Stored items
=======
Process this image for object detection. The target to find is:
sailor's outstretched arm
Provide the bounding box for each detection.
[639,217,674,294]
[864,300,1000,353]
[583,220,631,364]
=======
> **What the task requires**
Swap "outstretched" for "extended" throughout the listing and write out its lines again, leaving everything else as it is.

> **Answer to the problem**
Process this image for object detection. The target to find is:
sailor's extended arm
Provide the bounding box for each detection.
[639,217,674,294]
[864,300,1000,353]
[583,220,631,364]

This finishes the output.